Task:
Gather every line of the material below that contains the string "phrase", and copy each one in full.

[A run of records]

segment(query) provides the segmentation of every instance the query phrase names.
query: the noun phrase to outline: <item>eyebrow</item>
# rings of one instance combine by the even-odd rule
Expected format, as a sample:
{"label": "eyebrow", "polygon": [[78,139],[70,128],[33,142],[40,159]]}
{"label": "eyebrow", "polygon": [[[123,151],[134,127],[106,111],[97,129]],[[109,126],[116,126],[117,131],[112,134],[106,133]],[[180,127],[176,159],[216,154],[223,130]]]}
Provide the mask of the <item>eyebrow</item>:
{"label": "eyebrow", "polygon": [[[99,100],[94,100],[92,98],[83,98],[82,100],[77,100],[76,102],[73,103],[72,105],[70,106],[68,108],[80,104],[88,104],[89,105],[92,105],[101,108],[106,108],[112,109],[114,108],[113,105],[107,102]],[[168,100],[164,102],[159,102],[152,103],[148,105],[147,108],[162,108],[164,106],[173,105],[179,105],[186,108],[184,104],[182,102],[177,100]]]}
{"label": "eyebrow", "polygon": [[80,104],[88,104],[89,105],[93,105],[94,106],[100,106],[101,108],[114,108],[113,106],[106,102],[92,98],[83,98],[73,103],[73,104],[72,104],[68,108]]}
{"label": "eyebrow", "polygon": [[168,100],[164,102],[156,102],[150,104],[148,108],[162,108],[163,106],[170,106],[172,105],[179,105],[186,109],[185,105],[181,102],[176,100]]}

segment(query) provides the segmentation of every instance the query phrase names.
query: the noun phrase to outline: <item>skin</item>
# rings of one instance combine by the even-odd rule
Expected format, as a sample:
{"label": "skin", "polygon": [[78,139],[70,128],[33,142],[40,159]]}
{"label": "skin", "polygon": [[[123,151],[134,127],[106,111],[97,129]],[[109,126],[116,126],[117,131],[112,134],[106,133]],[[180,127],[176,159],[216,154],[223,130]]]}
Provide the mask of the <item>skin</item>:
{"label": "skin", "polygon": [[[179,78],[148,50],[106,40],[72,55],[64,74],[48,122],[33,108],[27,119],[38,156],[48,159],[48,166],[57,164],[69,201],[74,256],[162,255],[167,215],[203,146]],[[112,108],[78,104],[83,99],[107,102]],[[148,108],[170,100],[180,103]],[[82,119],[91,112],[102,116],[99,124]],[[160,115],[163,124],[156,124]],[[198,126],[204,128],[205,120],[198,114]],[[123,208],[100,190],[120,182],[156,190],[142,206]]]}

Complete answer:
segment(query) provides the segmentation of every instance the query phrase names.
query: the noun phrase to outline: <item>eyebrow</item>
segment(query) provides the segmentation of every instance the query phrase names.
query: the noun phrase to outline: <item>skin</item>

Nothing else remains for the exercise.